=== MATERIALS PROVIDED ===
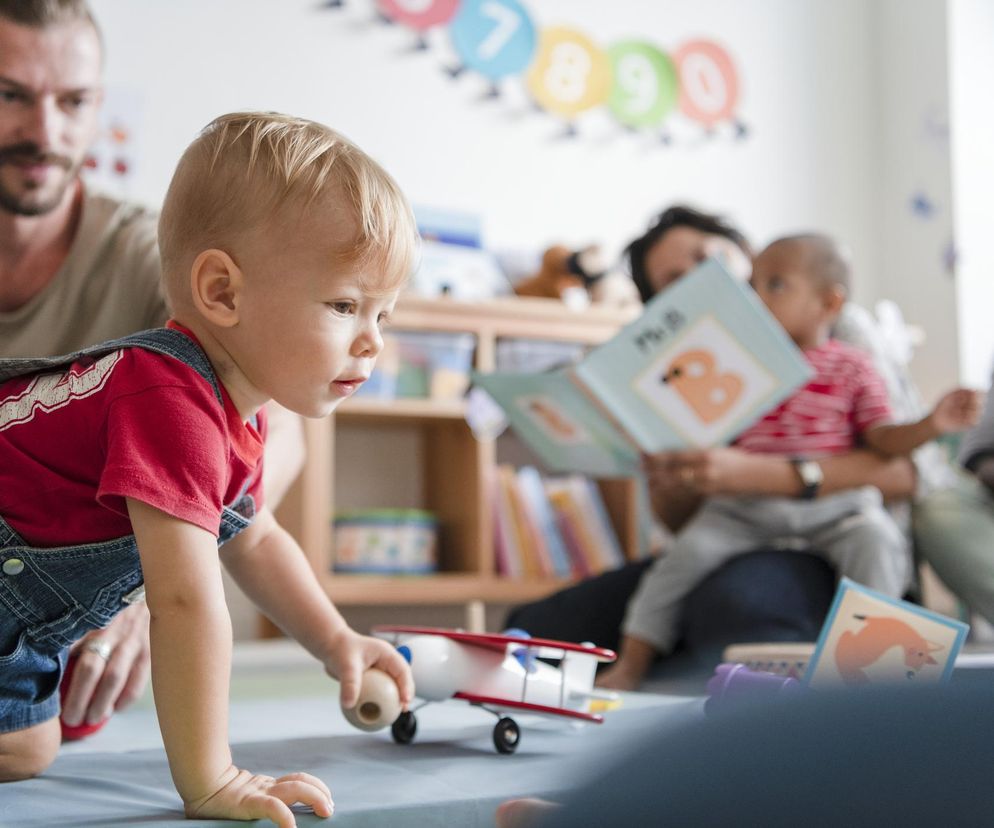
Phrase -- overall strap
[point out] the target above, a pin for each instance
(164, 341)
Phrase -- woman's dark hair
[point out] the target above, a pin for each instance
(676, 216)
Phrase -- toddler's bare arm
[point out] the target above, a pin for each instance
(271, 567)
(190, 634)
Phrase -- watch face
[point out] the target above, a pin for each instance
(810, 472)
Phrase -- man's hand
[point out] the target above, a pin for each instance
(723, 470)
(99, 686)
(243, 795)
(957, 411)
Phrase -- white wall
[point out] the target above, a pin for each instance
(845, 101)
(911, 149)
(971, 35)
(804, 66)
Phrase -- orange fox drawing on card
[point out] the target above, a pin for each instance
(693, 376)
(858, 650)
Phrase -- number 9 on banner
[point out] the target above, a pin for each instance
(709, 87)
(646, 86)
(493, 37)
(570, 74)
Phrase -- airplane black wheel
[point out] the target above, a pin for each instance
(404, 728)
(506, 735)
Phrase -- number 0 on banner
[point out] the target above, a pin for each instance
(570, 74)
(709, 87)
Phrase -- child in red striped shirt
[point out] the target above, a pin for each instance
(804, 281)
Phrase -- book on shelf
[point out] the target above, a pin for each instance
(551, 527)
(580, 507)
(701, 364)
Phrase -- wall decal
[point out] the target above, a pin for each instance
(567, 74)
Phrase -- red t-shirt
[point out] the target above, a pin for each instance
(845, 398)
(133, 423)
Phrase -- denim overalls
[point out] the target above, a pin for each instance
(51, 597)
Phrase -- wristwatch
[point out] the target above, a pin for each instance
(811, 476)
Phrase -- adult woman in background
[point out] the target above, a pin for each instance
(768, 595)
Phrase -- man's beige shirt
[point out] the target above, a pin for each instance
(107, 287)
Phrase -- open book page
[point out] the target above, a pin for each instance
(702, 363)
(560, 424)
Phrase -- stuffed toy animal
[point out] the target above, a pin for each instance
(579, 277)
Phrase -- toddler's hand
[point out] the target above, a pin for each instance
(957, 411)
(249, 796)
(353, 654)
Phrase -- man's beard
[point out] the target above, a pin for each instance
(23, 202)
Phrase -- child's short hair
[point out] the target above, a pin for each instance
(40, 14)
(246, 168)
(823, 258)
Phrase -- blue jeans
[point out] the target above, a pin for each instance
(51, 597)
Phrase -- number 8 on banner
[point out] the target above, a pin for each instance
(570, 74)
(645, 85)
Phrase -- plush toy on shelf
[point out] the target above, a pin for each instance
(579, 277)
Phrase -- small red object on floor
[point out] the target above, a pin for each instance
(71, 733)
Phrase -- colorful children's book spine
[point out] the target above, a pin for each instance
(507, 549)
(604, 541)
(532, 524)
(533, 491)
(608, 543)
(530, 565)
(563, 494)
(561, 504)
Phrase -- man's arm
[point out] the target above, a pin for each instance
(679, 480)
(190, 635)
(271, 568)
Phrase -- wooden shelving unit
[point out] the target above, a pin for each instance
(456, 468)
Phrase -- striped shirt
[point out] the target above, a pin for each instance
(845, 398)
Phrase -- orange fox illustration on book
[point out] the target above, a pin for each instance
(859, 650)
(693, 376)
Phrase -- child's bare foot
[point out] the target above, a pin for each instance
(522, 813)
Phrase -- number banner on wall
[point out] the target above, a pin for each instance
(567, 74)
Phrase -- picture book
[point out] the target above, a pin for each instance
(869, 638)
(703, 362)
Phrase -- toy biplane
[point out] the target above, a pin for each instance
(498, 673)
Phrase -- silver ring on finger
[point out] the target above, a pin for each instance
(99, 646)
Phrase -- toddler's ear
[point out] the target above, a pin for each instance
(835, 298)
(215, 283)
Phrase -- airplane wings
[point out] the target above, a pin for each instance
(541, 709)
(541, 647)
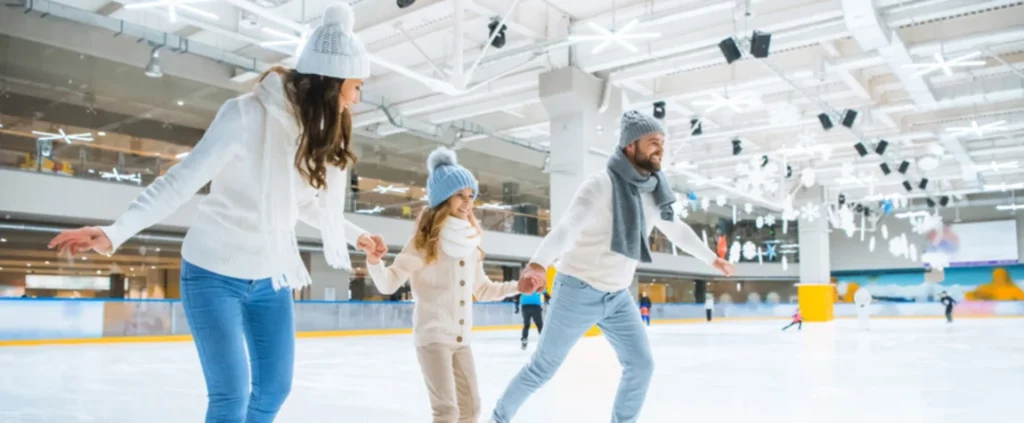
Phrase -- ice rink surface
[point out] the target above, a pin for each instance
(899, 371)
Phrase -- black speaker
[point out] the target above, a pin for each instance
(759, 44)
(880, 147)
(730, 50)
(825, 121)
(658, 110)
(849, 118)
(861, 150)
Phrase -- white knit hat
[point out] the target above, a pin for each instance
(333, 49)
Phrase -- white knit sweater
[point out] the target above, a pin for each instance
(225, 236)
(443, 291)
(582, 240)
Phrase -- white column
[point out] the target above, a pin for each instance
(581, 135)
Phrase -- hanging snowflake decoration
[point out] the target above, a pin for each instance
(734, 252)
(810, 211)
(750, 250)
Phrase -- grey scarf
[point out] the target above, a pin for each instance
(629, 230)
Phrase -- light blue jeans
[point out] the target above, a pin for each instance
(227, 316)
(576, 306)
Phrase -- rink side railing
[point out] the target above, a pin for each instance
(67, 321)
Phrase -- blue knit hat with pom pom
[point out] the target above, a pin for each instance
(446, 177)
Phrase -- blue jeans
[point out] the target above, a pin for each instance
(574, 308)
(227, 316)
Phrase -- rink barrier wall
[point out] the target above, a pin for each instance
(34, 322)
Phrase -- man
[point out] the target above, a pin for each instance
(863, 300)
(531, 310)
(598, 243)
(645, 307)
(948, 302)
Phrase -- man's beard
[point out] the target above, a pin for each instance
(646, 163)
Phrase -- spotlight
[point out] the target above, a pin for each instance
(849, 117)
(729, 49)
(880, 147)
(153, 68)
(658, 110)
(759, 44)
(861, 150)
(499, 41)
(825, 121)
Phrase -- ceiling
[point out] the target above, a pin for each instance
(826, 56)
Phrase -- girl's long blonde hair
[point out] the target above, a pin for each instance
(428, 229)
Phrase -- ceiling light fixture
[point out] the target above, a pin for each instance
(46, 136)
(978, 130)
(621, 37)
(738, 103)
(946, 66)
(1005, 186)
(173, 6)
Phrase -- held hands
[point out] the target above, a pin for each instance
(374, 246)
(724, 266)
(80, 241)
(531, 279)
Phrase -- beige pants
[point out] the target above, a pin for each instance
(451, 378)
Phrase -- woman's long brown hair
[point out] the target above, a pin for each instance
(428, 230)
(326, 128)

=== TASK TO CARRY OUT ===
Leave the pictures out, and print every line of the listing exactly as written.

=== RESPONSE ===
Phrase -- overall strap
[point out] the target above, a pin for each instance
(164, 341)
Phrase -- woman's dark hair
[point out] the target above, a pin for each instance
(676, 216)
Phrase -- toddler's bare arm
[point out] the target above, a pin for each instance
(271, 567)
(190, 634)
Phrase -- watch face
[point out] the target above, a pin for each instance
(810, 472)
Phrase -- man's hand
[point out] the target above, a pin for each instance
(723, 470)
(99, 686)
(243, 795)
(957, 411)
Phrase -- white wall
[point out] the target above, a pin for each instance
(845, 101)
(911, 149)
(971, 35)
(804, 66)
Phrase -- orange fox drawing on card
[point out] the target above, a pin for each instance
(693, 376)
(858, 650)
Phrase -- number 9 on banner
[point out] the target above, a pin for each instance
(709, 87)
(646, 86)
(493, 37)
(570, 74)
Phrase -- airplane black wheel
[point out] the target above, a pin for each instance
(404, 728)
(506, 735)
Phrase -- number 0 on banner
[point out] the target above, a pin for each instance
(570, 74)
(709, 87)
Phrase -- child in red striped shirt
[point out] the target above, a pin for each instance
(804, 281)
Phrase -- book on shelf
[point out] the target above, a pin for each instance
(551, 527)
(580, 507)
(701, 364)
Phrase -- wall decal
[point out] the target above, a pin for each instance
(567, 74)
Phrase -- red t-shirt
[point out] the target above, a pin for each instance
(845, 398)
(133, 423)
Phrase -- denim overalls
[point out] the target above, a pin for each instance
(51, 597)
Phrase -- wristwatch
[point out] the target above, a pin for each instance
(811, 476)
Phrase -- adult woman in background
[point out] the target above, a pin for each instance
(768, 595)
Phrase -- man's beige shirt
[point out] the target above, a pin for each instance
(107, 287)
Phrase -- open book page
[point out] the target above, a pin for each instance
(702, 363)
(560, 424)
Phrase -- stuffed toy animal
[point out] the target above, a pin for each instance
(579, 277)
Phrase -- toddler's hand
[point out] the target above, a pin for each instance
(957, 411)
(249, 796)
(353, 654)
Phrase -- man's beard
[point out] the target above, a pin for each instance
(23, 202)
Phrase -- child's short hair
[point out] the target above, a pin for each instance
(40, 14)
(246, 168)
(823, 258)
Phrase -- blue jeans
[point out] the target above, a pin for each instance
(51, 597)
Phrase -- number 8 on banner
[point out] the target above, a pin for each instance
(570, 74)
(645, 85)
Phrase -- plush toy on shelf
[point out] the target above, a pin for each instance
(579, 277)
Phrase -- small red object on floor
[point out] the target above, a pin for each instance
(71, 733)
Phrase -- colorful children's book spine
[point out] the target above, a pin for each instance
(507, 549)
(604, 541)
(532, 524)
(533, 491)
(608, 543)
(530, 565)
(563, 494)
(561, 504)
Phrase -- man's arm
[point out] the target above, a pin for each instance
(679, 480)
(190, 635)
(271, 568)
Phrase -- wooden shelving unit
[point out] the target above, a pin for each instance
(456, 468)
Phrase -- striped shirt
[point out] the target above, a pin for each instance
(845, 398)
Phrase -- orange fox illustration on book
[point out] the target above, a pin for each instance
(859, 650)
(693, 376)
Phrase -- child's bare foot
[point out] the target above, a pin for each instance
(522, 813)
Phrase -- number banner on wall
[point out] the target above, a pin for each instance
(567, 74)
Phrase -- picture book
[point out] the target above, a pin for each instance
(869, 638)
(703, 362)
Phrase -- toy biplane
[point out] the target above, a pin for each instance
(498, 673)
Phrase -- silver ring on finger
[point out] the target above, a pin for each instance
(99, 646)
Phrase -- toddler's ear
[point out] the target above, a pin for each instance
(835, 298)
(215, 283)
Phrase -- airplane wings
[point out] the target above, a pin for each instance
(541, 709)
(541, 647)
Phrase -- ice rink surface
[point out] the target above, a pin for each instance
(899, 371)
Phrase -- black speaker
[point out] the target above, a pin for each instance
(759, 44)
(880, 147)
(730, 50)
(825, 121)
(658, 110)
(849, 118)
(861, 150)
Phrase -- white knit hat
[point out] the target above, a pin for each instance
(333, 49)
Phrase -- white knit sweater
[point out] the target above, a pin for each instance
(225, 236)
(443, 291)
(582, 240)
Phrase -- white column
[point out] the target above, a pin for each instance
(581, 135)
Phrase -- hanging snowflake decoration
[point out] the target above, a pin for each instance
(734, 252)
(810, 211)
(750, 250)
Phrase -- grey scarf
[point out] the target above, a pin for each instance
(629, 230)
Phrase -- light blue jeans
[point out] the target above, a pin for each instance
(227, 316)
(576, 306)
Phrase -- rink side railing
[point out] the target above, a pin for each instance
(67, 321)
Phrase -- blue knit hat with pom pom
[point out] the target above, a pin for each instance
(446, 177)
Phrase -- blue jeans
[point out] the target above, a pin for each instance
(574, 308)
(227, 316)
Phrase -- rink barrier wall
[point out] the target above, a pin for each instance
(34, 322)
Phrase -- man
[point out] the target above, a pin for each instance
(863, 300)
(531, 310)
(598, 243)
(645, 307)
(948, 302)
Phrase -- man's beard
[point out] the target above, a pin for each instance
(646, 163)
Phrase -- spotlight
[point out] the target above, a pin for each instance
(849, 117)
(729, 49)
(880, 147)
(153, 68)
(658, 110)
(759, 44)
(861, 150)
(499, 41)
(825, 121)
Phrase -- ceiling
[point out] the target above, a pin for each instance
(826, 56)
Phrase -- girl's long blonde hair
[point out] the target above, a pin for each instance
(428, 229)
Phrase -- ceiling light fixture
[point out] the target above, a pin for each instance
(46, 136)
(978, 130)
(621, 37)
(738, 103)
(946, 66)
(1005, 186)
(173, 6)
Phrase -- held hands
[point out] the target above, a pin for each instance
(374, 246)
(724, 266)
(80, 241)
(531, 279)
Phrase -- beige pants
[point out] the target above, a pin for each instance
(451, 378)
Phrase -- woman's long brown hair
[point out] the target above, a pin for each instance
(428, 230)
(326, 128)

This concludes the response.